> WHAT IS EXPECTED
Below are the records. Reproduce exactly the lines from the one containing "Phrase: fingers" through the final line, and omit any pictures.
-----
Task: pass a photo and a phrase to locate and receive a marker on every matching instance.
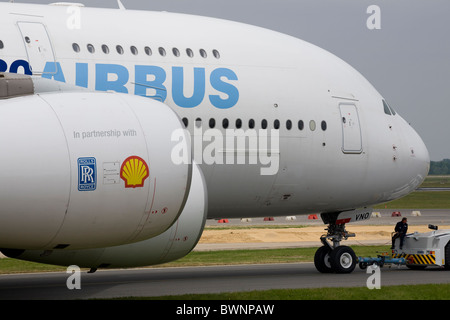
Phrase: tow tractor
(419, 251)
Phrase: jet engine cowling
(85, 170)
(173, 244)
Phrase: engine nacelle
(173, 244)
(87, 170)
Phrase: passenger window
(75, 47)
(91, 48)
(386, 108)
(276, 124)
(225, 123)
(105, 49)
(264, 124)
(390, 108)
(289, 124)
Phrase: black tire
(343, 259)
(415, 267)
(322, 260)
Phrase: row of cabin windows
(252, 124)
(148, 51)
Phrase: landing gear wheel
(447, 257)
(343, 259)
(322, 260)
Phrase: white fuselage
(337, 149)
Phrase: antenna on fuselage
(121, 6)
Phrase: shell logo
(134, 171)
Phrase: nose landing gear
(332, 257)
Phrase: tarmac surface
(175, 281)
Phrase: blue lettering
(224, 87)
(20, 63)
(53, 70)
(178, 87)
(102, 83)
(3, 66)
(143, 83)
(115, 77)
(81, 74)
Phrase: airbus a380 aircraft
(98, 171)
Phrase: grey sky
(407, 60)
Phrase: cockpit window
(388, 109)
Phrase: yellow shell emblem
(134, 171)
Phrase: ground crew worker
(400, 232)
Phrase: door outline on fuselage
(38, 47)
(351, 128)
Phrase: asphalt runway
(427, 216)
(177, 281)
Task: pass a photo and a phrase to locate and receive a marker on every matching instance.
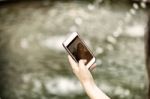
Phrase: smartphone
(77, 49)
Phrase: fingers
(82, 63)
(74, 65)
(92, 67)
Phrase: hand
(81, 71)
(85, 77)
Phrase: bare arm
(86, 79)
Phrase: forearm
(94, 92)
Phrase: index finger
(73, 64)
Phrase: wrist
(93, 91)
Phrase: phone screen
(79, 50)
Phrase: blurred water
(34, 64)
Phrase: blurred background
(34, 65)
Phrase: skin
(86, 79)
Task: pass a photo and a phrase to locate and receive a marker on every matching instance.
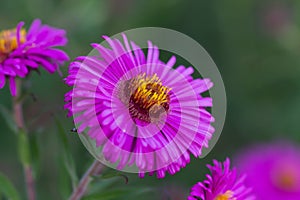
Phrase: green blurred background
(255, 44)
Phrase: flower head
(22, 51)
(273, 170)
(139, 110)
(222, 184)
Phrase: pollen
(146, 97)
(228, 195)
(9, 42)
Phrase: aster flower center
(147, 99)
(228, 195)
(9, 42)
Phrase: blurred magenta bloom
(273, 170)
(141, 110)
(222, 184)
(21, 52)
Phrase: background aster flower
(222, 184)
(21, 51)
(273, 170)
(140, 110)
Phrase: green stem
-----
> WORKED ANSWER
Phrase: fingers
(82, 63)
(74, 65)
(92, 67)
Phrase: hand
(81, 71)
(85, 77)
Phrase: bare arm
(86, 79)
Phrase: forearm
(94, 92)
Phrase: index finger
(73, 64)
Phrase: wrist
(93, 91)
Phrase: phone screen
(79, 50)
Phrase: blurred water
(34, 64)
Phrase: blurred background
(34, 65)
Phrase: skin
(86, 79)
Task: pass a photo and a phrase to locate and receive a marker on every matching instance.
Phrase: green blurred background
(255, 44)
Phrase: flower head
(22, 51)
(273, 170)
(139, 110)
(222, 184)
Phrase: pollen
(146, 97)
(228, 195)
(9, 42)
Phrase: aster flower center
(147, 99)
(228, 195)
(9, 42)
Phrase: blurred magenta bloom
(273, 170)
(141, 110)
(222, 184)
(21, 52)
Phrase: background aster flower
(222, 184)
(21, 51)
(273, 170)
(140, 110)
Phrase: green stem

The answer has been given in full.